SET OF TASKS
A - In the blog post on judging others, for how long have the friend's parents been serving Christ in Thailand?
B - Using the blog post on judging others, explain why the writer feels their own thoughts are continuing the spiral.

━━━━━ TEXT PASSAGE ━━━━━

And yet at dinner just a few nights ago, we sat across the table from another couple who took several jabs at our friend throughout our conversation. Because they are “new” friends to me, I held my tongue. Barely.

The criticism is unbearable. This couple was not hurt in the process of our friend’s crime, not even affected. Just makes for a good laugh, right?

They don’t know that our friend’s parents were among the first missionaries to Thailand and have been serving Christ there for thirty years now. They are unaware that he and his wife persevered to teach their kids at home in a conservative, loving and steady environment. They forget that this man exemplified integrity and consistency and faithfulness. His wife and children and extended family grieve with him and provide incredible support.

At dinner the other night, I felt protective and angry and defensive hearing the ugly comments. Who are these people to gloat in ignorance of another’s situation, to utter harsh gossip against our friend? No situation is one-dimensional. No person deserves another’s scorn.

But here’s the deal. The very thing that angers me – a judgmental attitude – is the same attitude now coursing through my thoughts in regards to these “new” friends. I sense my own judgment seeping out to this couple we ate dinner with, thus continuing the spiral. What to do?

Looking back at Scripture, Jesus’ command is simple: Do not judge, or you too will be judged.

Lord, help me to see others through your eyes, through Holy Spirit-infused lenses. Remind me that you alone are the judge and that you don’t need my help in this area! I love you and trust you, Father.


9 Responses to Guest Post: Judging Others

  1. November 11, 2008 #

    Thank you, TJ. What a perfect example. We are never qualified to judge another person, because we never know the entire story, do we? I guess that’s why we should leave the judging to God, and focus on doing OUR jobs, – loving people.

━━━━━ MATERIAL SUPPLIED ━━━━━

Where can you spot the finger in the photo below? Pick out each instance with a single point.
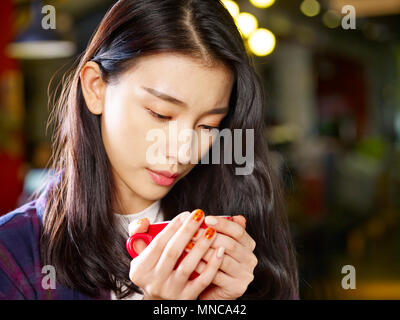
(240, 220)
(152, 253)
(229, 265)
(138, 226)
(232, 247)
(231, 229)
(208, 274)
(195, 253)
(175, 246)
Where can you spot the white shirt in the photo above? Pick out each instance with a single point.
(154, 214)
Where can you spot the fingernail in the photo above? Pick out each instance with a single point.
(209, 233)
(220, 252)
(184, 215)
(196, 235)
(189, 246)
(198, 215)
(211, 221)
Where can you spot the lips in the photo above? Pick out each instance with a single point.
(163, 178)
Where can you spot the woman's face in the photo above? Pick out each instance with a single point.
(137, 107)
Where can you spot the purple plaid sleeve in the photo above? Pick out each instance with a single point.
(20, 264)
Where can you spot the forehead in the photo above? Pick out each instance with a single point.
(182, 77)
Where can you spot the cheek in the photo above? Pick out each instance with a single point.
(123, 131)
(204, 144)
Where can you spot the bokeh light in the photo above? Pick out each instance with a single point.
(310, 8)
(232, 7)
(246, 23)
(262, 42)
(262, 3)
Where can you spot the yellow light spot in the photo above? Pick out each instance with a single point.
(310, 8)
(262, 3)
(246, 23)
(232, 7)
(262, 42)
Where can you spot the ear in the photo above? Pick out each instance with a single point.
(93, 87)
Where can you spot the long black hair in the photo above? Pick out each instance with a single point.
(80, 237)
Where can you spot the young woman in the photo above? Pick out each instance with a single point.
(151, 64)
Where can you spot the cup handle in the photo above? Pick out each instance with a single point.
(129, 243)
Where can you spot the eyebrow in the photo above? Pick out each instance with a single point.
(168, 98)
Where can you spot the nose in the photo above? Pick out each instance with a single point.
(180, 144)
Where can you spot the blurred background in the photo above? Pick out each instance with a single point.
(332, 83)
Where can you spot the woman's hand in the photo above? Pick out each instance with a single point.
(236, 271)
(153, 269)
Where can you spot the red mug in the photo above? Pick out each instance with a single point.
(152, 231)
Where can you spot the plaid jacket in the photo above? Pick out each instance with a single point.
(21, 274)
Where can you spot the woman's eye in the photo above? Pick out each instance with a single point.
(158, 116)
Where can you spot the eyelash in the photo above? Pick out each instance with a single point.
(162, 118)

━━━━━

ANSWERS FOR THIS EXERCISE
A - Thirty years.

B - The writer is angered by the dinner couple's judgmental attitude but now notices that same attitude running through their own thoughts about that couple. Because this judgment is seeping out toward the couple, it keeps the spiral going.